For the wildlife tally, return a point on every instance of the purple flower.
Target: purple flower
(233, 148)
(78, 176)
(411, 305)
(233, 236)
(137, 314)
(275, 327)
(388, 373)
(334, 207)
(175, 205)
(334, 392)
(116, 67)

══════

TASK TO CARRY OUT
Each of the entries above is to be repeated exactly.

SOLUTION TO THIS TASK
For the wildlife tally, return a point on every instance of the purple flower.
Target: purple flower
(233, 148)
(78, 176)
(411, 305)
(233, 236)
(137, 314)
(275, 327)
(388, 373)
(334, 207)
(175, 205)
(334, 392)
(116, 67)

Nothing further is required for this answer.